* Texto para análisis *
● ● ● ●

La celebración del bicentenario del Dos de Mayo está sirviendo para que se tergiverse la verdad histórica de un modo francamente vomitivo. A la izquierda, la celebración le resulta enojosa, pues sabe que aquella rebelión popular fue una reacción contra los ideales revolucionarios de los que ella orgullosamente se proclama heredera. La vicepresidenta De la Vega ha afirmado, refiriéndose a los afrancesados, que «fueron los que por primera vez defendieron un Gobierno responsable, que debía ocuparse de que los ciudadanos accedieran al bienestar, e incluso a la felicidad». La frase es ambigua, y uno no acierta a establecer si, al referirse a ese «Gobierno responsable» que defendieron los afrancesados, la vicepresidenta alude a una aspiración utópica que no se habría hecho realidad hasta nuestros días, en la personita de Zapatero, o si alude concretamente al gobierno tiránico que impusieron las armas napoleónicas, cuyo ideal de acceso a la felicidad consistía básicamente en estuprar doncellas y desvalijar iglesias. Una u otra interpretación de su frasecita nos confirma que, para la izquierda, aquella Guerra de la Independencia que se inició con la revuelta popular del Dos de Mayo fue un acontecimiento luctuoso que retardó el advenimiento del Progreso.

● ● ● ●

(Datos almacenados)

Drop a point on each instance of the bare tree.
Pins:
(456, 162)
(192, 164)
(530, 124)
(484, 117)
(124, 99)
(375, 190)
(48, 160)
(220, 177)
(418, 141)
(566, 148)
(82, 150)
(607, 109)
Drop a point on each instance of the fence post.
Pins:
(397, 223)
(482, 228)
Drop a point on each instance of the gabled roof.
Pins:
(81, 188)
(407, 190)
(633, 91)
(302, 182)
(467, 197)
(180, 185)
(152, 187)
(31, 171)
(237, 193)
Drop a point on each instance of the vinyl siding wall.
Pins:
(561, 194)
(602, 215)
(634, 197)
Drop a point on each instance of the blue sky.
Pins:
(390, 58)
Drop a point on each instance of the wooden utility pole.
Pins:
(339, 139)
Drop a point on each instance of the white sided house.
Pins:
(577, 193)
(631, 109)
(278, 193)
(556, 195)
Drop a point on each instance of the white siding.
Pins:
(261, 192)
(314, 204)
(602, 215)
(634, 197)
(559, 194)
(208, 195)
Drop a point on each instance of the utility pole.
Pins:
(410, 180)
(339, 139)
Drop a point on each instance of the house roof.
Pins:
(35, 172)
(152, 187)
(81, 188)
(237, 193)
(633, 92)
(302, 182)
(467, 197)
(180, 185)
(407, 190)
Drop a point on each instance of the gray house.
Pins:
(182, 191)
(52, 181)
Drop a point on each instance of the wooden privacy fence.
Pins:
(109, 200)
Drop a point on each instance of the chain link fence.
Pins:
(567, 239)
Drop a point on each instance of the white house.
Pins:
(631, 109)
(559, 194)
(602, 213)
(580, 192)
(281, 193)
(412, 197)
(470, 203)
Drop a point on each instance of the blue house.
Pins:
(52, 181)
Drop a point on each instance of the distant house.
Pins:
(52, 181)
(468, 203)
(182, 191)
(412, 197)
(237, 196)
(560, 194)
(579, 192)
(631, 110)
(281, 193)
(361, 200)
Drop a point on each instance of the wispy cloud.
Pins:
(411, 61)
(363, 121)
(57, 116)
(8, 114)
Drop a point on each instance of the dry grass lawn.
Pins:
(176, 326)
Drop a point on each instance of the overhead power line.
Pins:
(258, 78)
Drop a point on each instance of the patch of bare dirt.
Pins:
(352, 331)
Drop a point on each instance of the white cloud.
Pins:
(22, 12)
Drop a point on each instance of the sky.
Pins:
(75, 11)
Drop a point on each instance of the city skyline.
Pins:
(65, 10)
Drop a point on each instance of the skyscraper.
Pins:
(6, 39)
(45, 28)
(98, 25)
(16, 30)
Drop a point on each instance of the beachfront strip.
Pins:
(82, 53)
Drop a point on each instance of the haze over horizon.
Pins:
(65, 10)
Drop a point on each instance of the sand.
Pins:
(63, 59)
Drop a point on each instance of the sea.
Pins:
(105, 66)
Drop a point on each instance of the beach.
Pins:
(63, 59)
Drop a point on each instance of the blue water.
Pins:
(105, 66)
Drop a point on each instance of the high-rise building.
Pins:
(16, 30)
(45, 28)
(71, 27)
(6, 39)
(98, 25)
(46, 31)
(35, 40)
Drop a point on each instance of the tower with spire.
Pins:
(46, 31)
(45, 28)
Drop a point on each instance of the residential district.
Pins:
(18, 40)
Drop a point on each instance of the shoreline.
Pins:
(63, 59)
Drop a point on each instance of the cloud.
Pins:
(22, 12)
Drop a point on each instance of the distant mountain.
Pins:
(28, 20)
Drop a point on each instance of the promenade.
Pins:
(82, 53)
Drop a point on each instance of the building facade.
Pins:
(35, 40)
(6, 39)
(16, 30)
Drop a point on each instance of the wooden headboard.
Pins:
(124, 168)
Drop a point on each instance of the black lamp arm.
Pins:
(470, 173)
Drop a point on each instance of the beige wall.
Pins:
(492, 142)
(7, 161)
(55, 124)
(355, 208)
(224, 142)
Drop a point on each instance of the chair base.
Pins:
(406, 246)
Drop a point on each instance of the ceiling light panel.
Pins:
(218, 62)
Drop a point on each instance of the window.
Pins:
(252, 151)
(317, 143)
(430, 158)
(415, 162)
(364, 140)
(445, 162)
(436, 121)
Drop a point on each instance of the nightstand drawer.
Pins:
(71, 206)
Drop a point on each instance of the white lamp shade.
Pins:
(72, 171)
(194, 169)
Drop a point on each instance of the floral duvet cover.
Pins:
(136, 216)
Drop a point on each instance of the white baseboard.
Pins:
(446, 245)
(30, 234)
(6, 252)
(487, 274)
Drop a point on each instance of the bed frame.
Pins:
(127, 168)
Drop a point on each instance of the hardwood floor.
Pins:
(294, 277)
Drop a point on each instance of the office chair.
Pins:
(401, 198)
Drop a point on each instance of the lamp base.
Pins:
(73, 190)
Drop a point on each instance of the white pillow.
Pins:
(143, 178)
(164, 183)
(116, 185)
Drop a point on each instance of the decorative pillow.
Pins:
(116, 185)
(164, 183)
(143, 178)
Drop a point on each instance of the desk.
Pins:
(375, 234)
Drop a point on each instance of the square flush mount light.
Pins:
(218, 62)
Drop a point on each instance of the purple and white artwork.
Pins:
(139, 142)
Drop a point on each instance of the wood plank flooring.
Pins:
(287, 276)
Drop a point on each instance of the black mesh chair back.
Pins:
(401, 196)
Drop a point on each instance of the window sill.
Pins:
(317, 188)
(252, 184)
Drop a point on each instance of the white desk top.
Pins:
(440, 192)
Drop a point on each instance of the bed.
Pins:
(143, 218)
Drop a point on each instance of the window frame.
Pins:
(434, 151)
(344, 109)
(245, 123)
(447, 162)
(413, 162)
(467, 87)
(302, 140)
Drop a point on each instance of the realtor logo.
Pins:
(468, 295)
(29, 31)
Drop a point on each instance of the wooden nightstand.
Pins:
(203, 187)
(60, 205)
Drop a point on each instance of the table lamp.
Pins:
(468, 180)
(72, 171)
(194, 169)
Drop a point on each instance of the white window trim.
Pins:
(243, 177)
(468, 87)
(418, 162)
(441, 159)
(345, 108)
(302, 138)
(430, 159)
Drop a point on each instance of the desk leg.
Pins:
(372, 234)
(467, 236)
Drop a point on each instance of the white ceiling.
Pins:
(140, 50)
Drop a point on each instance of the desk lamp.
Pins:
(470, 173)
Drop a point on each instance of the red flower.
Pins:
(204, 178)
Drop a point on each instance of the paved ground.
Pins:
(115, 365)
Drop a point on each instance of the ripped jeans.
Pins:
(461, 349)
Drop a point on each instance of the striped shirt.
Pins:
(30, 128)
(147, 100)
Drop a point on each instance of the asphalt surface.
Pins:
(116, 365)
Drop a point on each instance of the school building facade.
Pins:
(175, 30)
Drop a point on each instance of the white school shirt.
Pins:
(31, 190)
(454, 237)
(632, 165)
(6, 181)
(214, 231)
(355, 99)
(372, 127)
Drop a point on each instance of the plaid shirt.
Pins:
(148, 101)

● ● ● ●

Prosigue el texto sobre el bicentenario del Dos de Mayo a partir de su última oración.

* Respuesta *
Más patética aún es la interpretación del Dos de Mayo que nos propone la derecha, muy característica de la empanada mental que la corroe. La derecha no abomina de lo que ocurrió en aquellos días, pues intuye que fue una manifestación del genio español; pero está tan infectada por los apriorismos mentales impuestos por la izquierda que necesita enturbiar ese genio español con conceptos totalmente extraños al impulso originario de aquellos patriotas. Así, por ejemplo, la derecha sostiene que con la Guerra de la Independencia surge España como «nación de ciudadanos» y no sé cuántas paparruchas más. Falso de toda falsedad. La idea de nación española se modeló de forma evolutiva desde el siglo VI, con la conversión de Recaredo a la fe católica, para cobrar contornos cada vez más nítidos durante la Reconquista, alcanzar su certeza constitutiva durante el reinado de los Reyes Católicos y hallar su expresión más acabada con la conquista y evangelización del Nuevo Mundo. Don Marcelino Menéndez Pelayo, que leyó más en un solo día de su vida que todos los representantes de nuestra patética derecha en todos los días de su desnortada vida, lo dejó escrito en el grandioso epílogo de su Historia de los heterodoxos españoles: «Esta unidad se la dio a España el cristianismo. La Iglesia nos educó a sus pechos con sus mártires y confesores, con el régimen admirable de sus concilios por ella fuimos nación, y gran nación, en vez de muchedumbre de gentes colecticias, nacidas para presa de la tenaz porfía de cualquier vecino codicioso. (...) España, evangelizadora de la mitad del orbe; España martillo de herejes, luz de Trento, espada de Roma, cuna de San Ignacio...; ésa es nuestra grandeza y nuestra unidad; no tenemos otra. El día en que acabe de perderse, España volverá al cantonalismo de los arévacos y de los vectores o de los reyes de taifas». Las palabras proféticas de don Marcelino ya se están cumpliendo, y nuestra derecha, al afirmar que con el Dos de Mayo se constituye la nación española no hace -amén de traicionar la verdad histórica y de renegar patéticamente de su genealogía- sino conceder argumentos a quienes desean despiezar España en cantones y reinos de taifas.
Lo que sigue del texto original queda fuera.